Posts

What Can Fabric Do For My Lake?

Previously, I discussed the pros and cons of Microsoft Fabric OneLake and Lakehouse. But what if you have a data lake already? Will Fabric add any value, especially if your organization is on Power BI Premium and you get Fabric features for free (that is, assuming you are not overloading your capacity resources)? Well, it depends.

Managed Area

A Fabric lakehouse defines two areas: managed and unmanaged. The managed area (Tables folder) is exclusively for Delta/Parquet tables. If you have your own data lake with Delta/Parquet files, such as Databricks delta lake, you can create shortcuts to these files or folders located in ADLS Gen 2 or Amazon S3. Consequently, the Fabric lakehouse would automatically register these shortcuts as tables.

Life is good in the managed area. Shortcuts to Delta/Parquet tables open interesting possibilities for data virtualization, such as:

  1. Your users can use the Lakehouse SQL Analytics endpoint to join tables using SQL. This is useful for ad-hoc analysis. Joins could also be useful so users can shape the data they need before importing it in Power BI Desktop as opposed to connecting to individual files and using Power Query to join the tables. Not only could this reduce the size of the ingested data, but it could also improve refresh performance.
  2. Users can decide not to import the data at all but build semantic models in Direct Lake mode. This could be very useful to reduce latency or avoid caching large volumes of data.

Unmanaged Area

Very few organizations would have lakes with Delta Parquet files. Most data lakes contain heterogeneous files, such as text, Excel, or regular Parquet files. While a Fabric lakehouse can create shortcuts to any file, non Delta/Parquet shortcuts will go to the unmanaged area (Files folder).

Life is miserable in the unmanaged area. None of the cool stuff you see in demos happens here because the analytical endpoint and direct lake modes are not available. A weak case can still be made for data virtualization that shortcuts bring data readily available to where business users collaborate in Power BI: the Power BI workspace.

= Material provided =
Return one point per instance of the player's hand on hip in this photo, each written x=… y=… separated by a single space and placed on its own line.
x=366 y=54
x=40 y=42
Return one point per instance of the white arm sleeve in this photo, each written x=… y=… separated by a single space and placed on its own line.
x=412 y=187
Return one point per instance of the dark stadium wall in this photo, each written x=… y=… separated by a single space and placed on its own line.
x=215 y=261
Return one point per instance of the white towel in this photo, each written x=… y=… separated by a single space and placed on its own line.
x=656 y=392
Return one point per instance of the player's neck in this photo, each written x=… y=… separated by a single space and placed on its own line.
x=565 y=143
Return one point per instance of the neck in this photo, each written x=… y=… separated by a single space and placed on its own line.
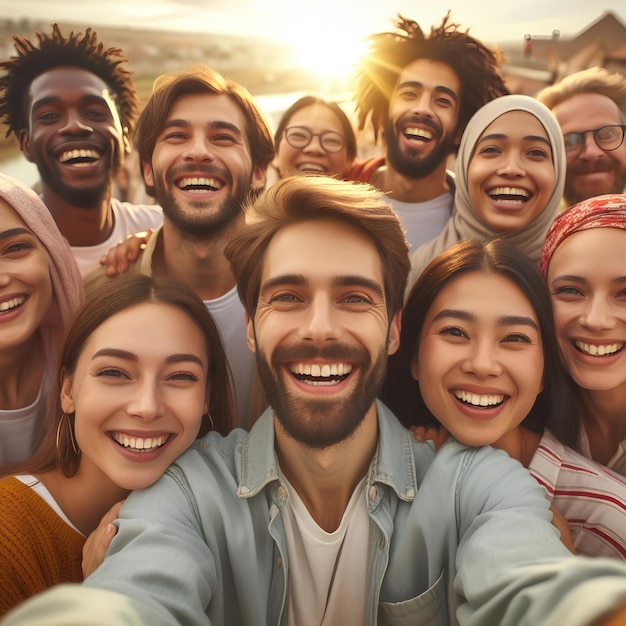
x=325 y=479
x=604 y=421
x=199 y=264
x=85 y=497
x=520 y=444
x=405 y=189
x=21 y=372
x=81 y=226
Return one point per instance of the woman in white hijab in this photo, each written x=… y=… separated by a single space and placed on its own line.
x=510 y=172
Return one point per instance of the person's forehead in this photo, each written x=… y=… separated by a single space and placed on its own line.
x=58 y=80
x=322 y=248
x=587 y=108
x=208 y=106
x=430 y=72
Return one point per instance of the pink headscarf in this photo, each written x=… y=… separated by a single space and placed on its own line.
x=607 y=211
x=67 y=286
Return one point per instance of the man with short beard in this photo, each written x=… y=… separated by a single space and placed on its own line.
x=421 y=91
x=72 y=105
x=204 y=149
x=329 y=512
x=590 y=107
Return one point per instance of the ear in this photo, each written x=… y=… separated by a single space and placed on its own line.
x=250 y=334
x=259 y=177
x=24 y=140
x=148 y=174
x=125 y=136
x=393 y=341
x=67 y=394
x=414 y=366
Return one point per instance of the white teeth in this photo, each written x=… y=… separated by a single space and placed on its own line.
x=311 y=167
x=420 y=133
x=78 y=154
x=321 y=371
x=11 y=304
x=479 y=400
x=200 y=181
x=139 y=443
x=597 y=350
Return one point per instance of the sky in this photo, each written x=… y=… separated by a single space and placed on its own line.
x=325 y=21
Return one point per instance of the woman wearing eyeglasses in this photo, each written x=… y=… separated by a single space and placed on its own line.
x=314 y=136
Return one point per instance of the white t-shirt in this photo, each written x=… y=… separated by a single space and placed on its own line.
x=327 y=571
x=128 y=220
x=17 y=429
x=423 y=221
x=228 y=313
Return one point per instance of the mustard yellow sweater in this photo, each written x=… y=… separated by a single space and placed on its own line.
x=37 y=548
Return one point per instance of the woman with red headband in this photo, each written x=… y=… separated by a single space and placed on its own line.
x=584 y=262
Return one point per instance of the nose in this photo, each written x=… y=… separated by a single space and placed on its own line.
x=75 y=125
x=481 y=360
x=146 y=402
x=590 y=150
x=511 y=167
x=314 y=146
x=320 y=321
x=597 y=314
x=198 y=148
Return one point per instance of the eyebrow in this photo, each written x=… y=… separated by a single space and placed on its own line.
x=130 y=356
x=495 y=136
x=300 y=280
x=579 y=279
x=418 y=85
x=15 y=231
x=506 y=320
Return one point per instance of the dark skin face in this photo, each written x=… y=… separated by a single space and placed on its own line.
x=75 y=136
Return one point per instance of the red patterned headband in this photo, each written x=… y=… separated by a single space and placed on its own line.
x=600 y=212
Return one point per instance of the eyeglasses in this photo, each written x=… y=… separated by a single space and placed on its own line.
x=301 y=136
x=607 y=138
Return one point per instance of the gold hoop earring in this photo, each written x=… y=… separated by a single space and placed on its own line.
x=68 y=451
x=207 y=416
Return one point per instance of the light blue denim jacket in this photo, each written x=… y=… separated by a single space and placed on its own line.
x=460 y=536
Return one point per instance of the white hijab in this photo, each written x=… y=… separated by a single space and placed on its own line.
x=464 y=222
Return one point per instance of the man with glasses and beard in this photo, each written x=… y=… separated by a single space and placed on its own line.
x=204 y=149
x=330 y=512
x=421 y=91
x=590 y=107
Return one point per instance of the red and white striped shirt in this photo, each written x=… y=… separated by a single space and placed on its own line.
x=591 y=497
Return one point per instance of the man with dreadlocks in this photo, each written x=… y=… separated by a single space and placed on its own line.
x=421 y=91
x=72 y=106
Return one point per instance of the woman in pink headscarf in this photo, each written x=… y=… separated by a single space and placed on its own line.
x=40 y=288
x=584 y=262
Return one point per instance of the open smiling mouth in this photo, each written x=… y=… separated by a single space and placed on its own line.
x=514 y=196
x=318 y=375
x=418 y=135
x=479 y=400
x=199 y=184
x=79 y=157
x=591 y=349
x=140 y=444
x=9 y=305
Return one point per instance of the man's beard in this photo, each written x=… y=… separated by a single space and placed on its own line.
x=201 y=220
x=320 y=422
x=412 y=164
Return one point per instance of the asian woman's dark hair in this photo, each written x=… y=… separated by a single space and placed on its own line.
x=554 y=408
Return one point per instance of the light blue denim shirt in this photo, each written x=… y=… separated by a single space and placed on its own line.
x=463 y=536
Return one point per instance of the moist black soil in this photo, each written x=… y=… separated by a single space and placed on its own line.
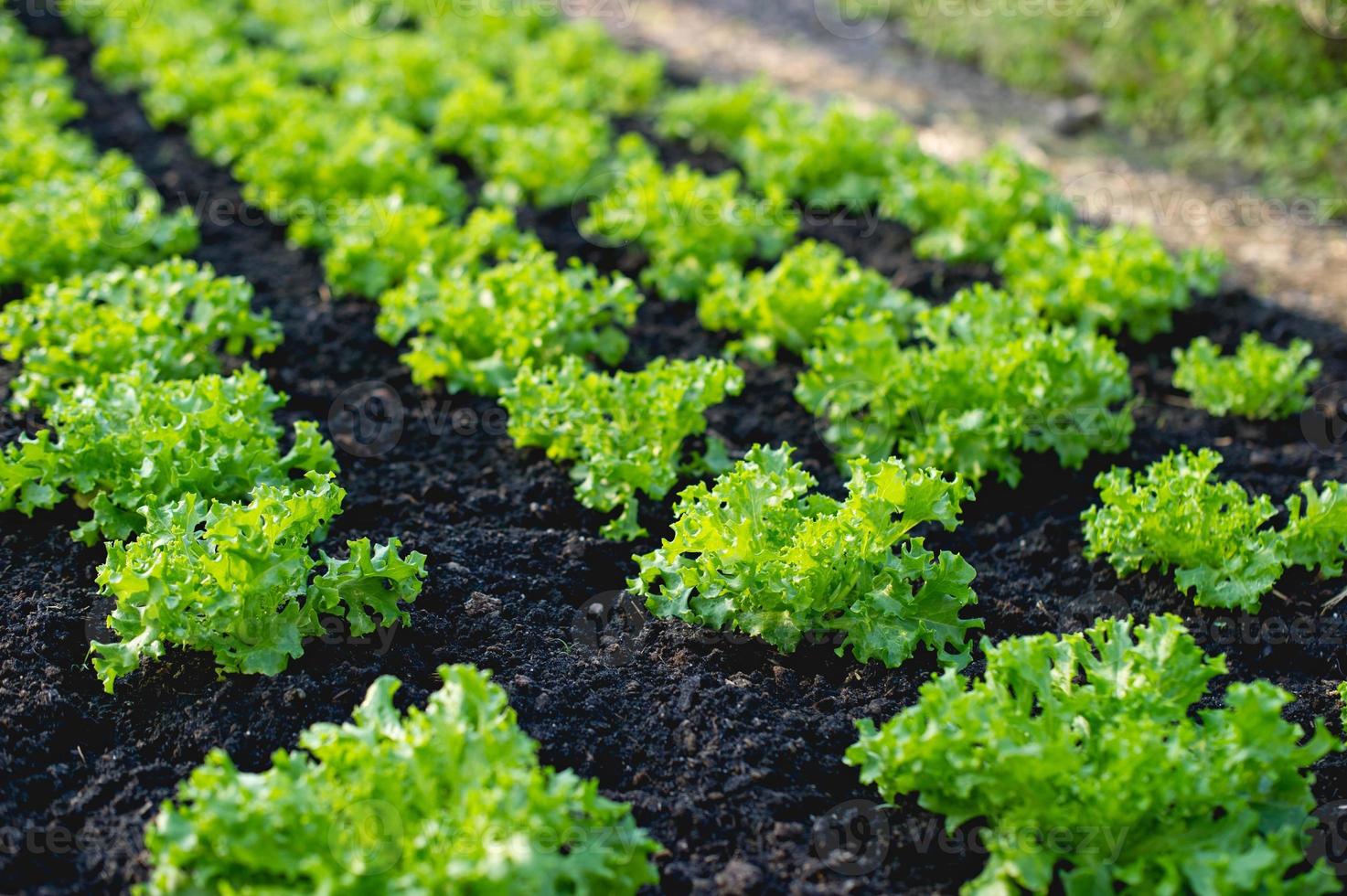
x=729 y=752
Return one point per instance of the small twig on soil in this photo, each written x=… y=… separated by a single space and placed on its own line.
x=1334 y=602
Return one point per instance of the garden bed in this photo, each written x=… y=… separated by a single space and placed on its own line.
x=729 y=752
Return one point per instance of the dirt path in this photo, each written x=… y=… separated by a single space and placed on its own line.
x=1278 y=248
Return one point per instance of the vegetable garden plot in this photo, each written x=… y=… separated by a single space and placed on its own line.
x=729 y=751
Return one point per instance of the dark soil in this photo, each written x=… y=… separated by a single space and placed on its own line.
x=729 y=752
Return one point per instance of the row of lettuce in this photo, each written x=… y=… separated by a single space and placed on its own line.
x=336 y=127
x=210 y=534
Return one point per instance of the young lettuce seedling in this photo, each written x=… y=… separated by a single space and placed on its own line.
x=444 y=799
x=763 y=554
x=624 y=432
x=1093 y=773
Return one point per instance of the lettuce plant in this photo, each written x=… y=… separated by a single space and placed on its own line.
x=531 y=147
x=1121 y=279
x=378 y=251
x=786 y=306
x=324 y=166
x=1211 y=534
x=624 y=432
x=966 y=213
x=1259 y=380
x=473 y=330
x=982 y=381
x=449 y=799
x=1316 y=528
x=88 y=219
x=170 y=315
x=686 y=221
x=237 y=580
x=1094 y=773
x=763 y=554
x=826 y=159
x=135 y=441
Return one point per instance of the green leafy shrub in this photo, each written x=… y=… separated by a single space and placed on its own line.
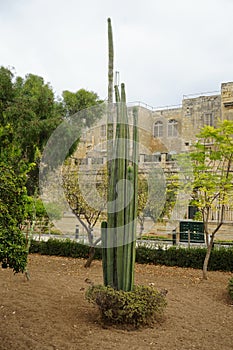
x=221 y=259
x=140 y=307
x=13 y=249
x=230 y=288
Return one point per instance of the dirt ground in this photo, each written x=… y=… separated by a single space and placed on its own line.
x=50 y=310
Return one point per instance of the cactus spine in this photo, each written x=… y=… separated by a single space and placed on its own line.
x=119 y=232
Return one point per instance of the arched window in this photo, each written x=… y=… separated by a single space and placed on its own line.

= Set of tasks =
(A) From the post on what Fabric can do for an existing data lake, copy word for word the part that opens with the words containing "Life is miserable" and closes with "Power BI workspace.".
(B) In the post on Fabric and data lakes, which folder in a Fabric lakehouse makes up the unmanaged area?
(C) Continue the post on what Fabric can do for an existing data lake, starting right after its final sentence.

= Exercise results =
(A)
Life is miserable in the unmanaged area. None of the cool stuff you see in demos happens here because the analytical endpoint and direct lake modes are not available. A weak case can still be made for data virtualization that shortcuts bring data readily available to where business users collaborate in Power BI: the Power BI workspace.

(B) The Files folder.

(C)
But what can the user do with these unmanaged shortcuts? Not much really. Power BI Desktop doesn’t even expose them when you connect to the lakehouse. Power BI dataflows Gen2 do give the user access to the Files folder so potentially users can create dataflows and transform data from these files.

Of course, the tradeoff here is that you are adding dependencies to OneLake which could be a problem should one day you decide to part ways. Another issue could be that you are layering Power BI security on top of your data lake security.

Oh yes, users can also load Parquet and CSV files to Delta tables by right-clicking a folder or a file in the Unmanaged area, and then selecting Load to Tables (New or Existing). Unfortunately, as it stands, this is a manual process that must be repeated when the source data changes.

Imagined Unmanaged Data Virtualization

This brings me to the two things that I believe Microsoft can do to greatly increase the value proposition of “unmanaged” data virtualization:

  1. Extend load to table to the most popular file formats, such as JSON, XML, and Excel. Or, at least the ones that Polybase has been supporting for years. Not sure why we have to obsess with Delta Parquet and nothing else if Microsoft is serious about data virtualization.
  2. Implement automatic synchronization to update the corresponding Delta table when the source file changes.

If these features are added, throwing Fabric to the mix could become more appealing.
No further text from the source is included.